--- begin Source text ---
Regarding our initial hypothesis from Section 7.1, we cannot draw any conclusive results yet, as the sample size and the time-span (i.e., number of games played in the survey) were too small to establish trends. This requires further testing and a survey with a bigger sample size, as described in Section 9. However, our initial survey does indicate that—at least for DEFCON—enjoyability and ability are not correlated in a simple positive manner, which is an interesting finding.

8. Related Work

The use of case-based reasoning, planning, and other AI techniques for board games is too extensive to cover, hence it is beyond the scope of this paper. Randall et al. have used DEFCON as a test-bed for AI techniques, in particular learning ship fleet formations [4]. Case-based reasoning has been used in [5] for plan recognition in order to predict a player's actions when playing the Space Invaders game. They used a simplified planning language which did not need preconditions and applied plan recognition to abstract state-action pairs. Using a plan library derived from games played by others, they achieved good predictive accuracy. In the real-time strategy game Wargus, a dynamic scripting approach was shown to outperform hand-crafted plans, as described in [6]. Moreover, hierarchical planning was tested in an Unreal Tournament environment by [7], who showed that this method had a clear advantage over finite state machines.
--- end Source text ---
--- begin Listing ---
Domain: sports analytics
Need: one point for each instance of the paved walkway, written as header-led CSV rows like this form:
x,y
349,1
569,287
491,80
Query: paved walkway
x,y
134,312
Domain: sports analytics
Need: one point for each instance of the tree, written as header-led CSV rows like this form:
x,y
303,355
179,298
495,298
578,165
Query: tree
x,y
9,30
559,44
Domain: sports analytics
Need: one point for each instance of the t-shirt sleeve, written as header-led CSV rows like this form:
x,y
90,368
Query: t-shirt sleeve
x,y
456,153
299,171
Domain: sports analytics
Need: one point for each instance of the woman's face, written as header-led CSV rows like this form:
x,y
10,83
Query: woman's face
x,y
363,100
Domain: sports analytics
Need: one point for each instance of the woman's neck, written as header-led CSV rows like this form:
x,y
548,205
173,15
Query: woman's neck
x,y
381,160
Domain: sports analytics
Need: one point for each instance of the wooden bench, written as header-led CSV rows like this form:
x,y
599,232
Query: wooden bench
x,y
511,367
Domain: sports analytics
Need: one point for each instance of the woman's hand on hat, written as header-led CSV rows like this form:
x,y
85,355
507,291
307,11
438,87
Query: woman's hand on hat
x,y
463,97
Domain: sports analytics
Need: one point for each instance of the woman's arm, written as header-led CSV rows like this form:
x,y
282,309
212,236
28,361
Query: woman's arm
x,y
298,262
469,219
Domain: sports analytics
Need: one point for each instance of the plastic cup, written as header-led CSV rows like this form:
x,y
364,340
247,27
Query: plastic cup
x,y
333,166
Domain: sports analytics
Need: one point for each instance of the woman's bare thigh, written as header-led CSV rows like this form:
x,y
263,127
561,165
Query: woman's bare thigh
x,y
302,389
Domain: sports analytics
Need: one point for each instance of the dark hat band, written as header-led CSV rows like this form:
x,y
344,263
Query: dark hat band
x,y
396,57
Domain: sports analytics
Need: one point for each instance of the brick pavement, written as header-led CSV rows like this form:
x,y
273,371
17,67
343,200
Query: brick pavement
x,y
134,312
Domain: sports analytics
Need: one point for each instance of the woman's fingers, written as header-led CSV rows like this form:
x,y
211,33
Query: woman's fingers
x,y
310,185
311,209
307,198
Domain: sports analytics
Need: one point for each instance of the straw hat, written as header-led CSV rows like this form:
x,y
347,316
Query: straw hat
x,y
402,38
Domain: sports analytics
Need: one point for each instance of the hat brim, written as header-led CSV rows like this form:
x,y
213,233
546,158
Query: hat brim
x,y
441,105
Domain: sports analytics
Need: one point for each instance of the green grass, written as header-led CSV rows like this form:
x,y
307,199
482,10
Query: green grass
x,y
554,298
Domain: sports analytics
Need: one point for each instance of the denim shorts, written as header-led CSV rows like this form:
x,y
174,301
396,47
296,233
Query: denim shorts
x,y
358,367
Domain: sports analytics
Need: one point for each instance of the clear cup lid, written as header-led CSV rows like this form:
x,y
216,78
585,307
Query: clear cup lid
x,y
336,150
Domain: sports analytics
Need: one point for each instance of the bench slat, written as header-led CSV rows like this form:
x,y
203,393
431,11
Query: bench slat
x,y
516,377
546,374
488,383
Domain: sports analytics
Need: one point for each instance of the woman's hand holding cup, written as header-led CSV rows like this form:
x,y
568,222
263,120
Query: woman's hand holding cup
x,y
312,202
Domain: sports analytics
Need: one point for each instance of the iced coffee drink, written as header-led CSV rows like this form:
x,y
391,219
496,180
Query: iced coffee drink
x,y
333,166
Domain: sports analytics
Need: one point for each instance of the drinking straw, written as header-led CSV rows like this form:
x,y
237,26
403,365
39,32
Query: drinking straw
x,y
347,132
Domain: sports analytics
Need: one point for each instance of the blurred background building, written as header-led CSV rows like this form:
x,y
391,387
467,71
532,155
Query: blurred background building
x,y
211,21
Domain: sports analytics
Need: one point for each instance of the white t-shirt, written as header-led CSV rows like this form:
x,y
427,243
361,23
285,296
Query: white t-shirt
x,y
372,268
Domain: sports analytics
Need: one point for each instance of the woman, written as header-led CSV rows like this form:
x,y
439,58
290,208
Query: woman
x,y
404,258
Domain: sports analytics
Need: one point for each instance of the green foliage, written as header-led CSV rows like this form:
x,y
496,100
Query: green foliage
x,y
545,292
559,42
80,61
--- end Listing ---
## Set of tasks
**a.** Sum up the passage on game AI research in two sentences.
**b.** Echo word for word a part of the passage on game AI research: begin at the words that have "Regarding our initial" and stop after "an interesting finding.".
Rely only on the passage on game AI research.

## Responses in order
**a.** The initial survey was too small to confirm the hypothesis, but it suggests that in DEFCON, enjoyability and ability are not correlated in a simple positive way. The related work covers AI methods used in games, including DEFCON as a test-bed, case-based plan recognition in Space Invaders, dynamic scripting in Wargus, and hierarchical planning in Unreal Tournament.

**b.**
Regarding our initial hypothesis from Section 7.1, we cannot draw any conclusive results yet, as the sample size and the time-span (i.e., number of games played in the survey) were too small to establish trends. This requires further testing and a survey with a bigger sample size, as described in Section 9. However, our initial survey does indicate that—at least for DEFCON—enjoyability and ability are not correlated in a simple positive manner, which is an interesting finding.